[Excerpts from a dataset]
────────
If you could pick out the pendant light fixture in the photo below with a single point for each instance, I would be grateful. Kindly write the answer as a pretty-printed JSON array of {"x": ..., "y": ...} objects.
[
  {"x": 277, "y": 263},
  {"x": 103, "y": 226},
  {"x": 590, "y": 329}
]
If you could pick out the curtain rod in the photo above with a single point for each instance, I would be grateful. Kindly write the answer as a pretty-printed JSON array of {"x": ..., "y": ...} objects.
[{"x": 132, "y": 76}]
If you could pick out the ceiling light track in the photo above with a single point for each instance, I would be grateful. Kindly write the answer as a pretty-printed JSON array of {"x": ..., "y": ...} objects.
────────
# What the task asks
A faithful, word-for-word transcription of the data above is required.

# Result of this exercise
If you could pick out the pendant light fixture in the photo below with a single point for each instance, I would be grateful. Kindly write the answer as a pretty-printed JSON array of {"x": ..., "y": ...} objects.
[
  {"x": 277, "y": 263},
  {"x": 103, "y": 226},
  {"x": 590, "y": 329}
]
If you could pick out the curtain rod in the photo above with a single point for each instance, I would be grateful. Kindly write the answer as a pretty-printed JSON array of {"x": ..., "y": ...} objects.
[{"x": 132, "y": 76}]
If you could pick out the ceiling light track in the photo above with a single point for each instance, I would be grateful. Kindly write the answer as a pretty-printed JSON array of {"x": ..., "y": ...} objects.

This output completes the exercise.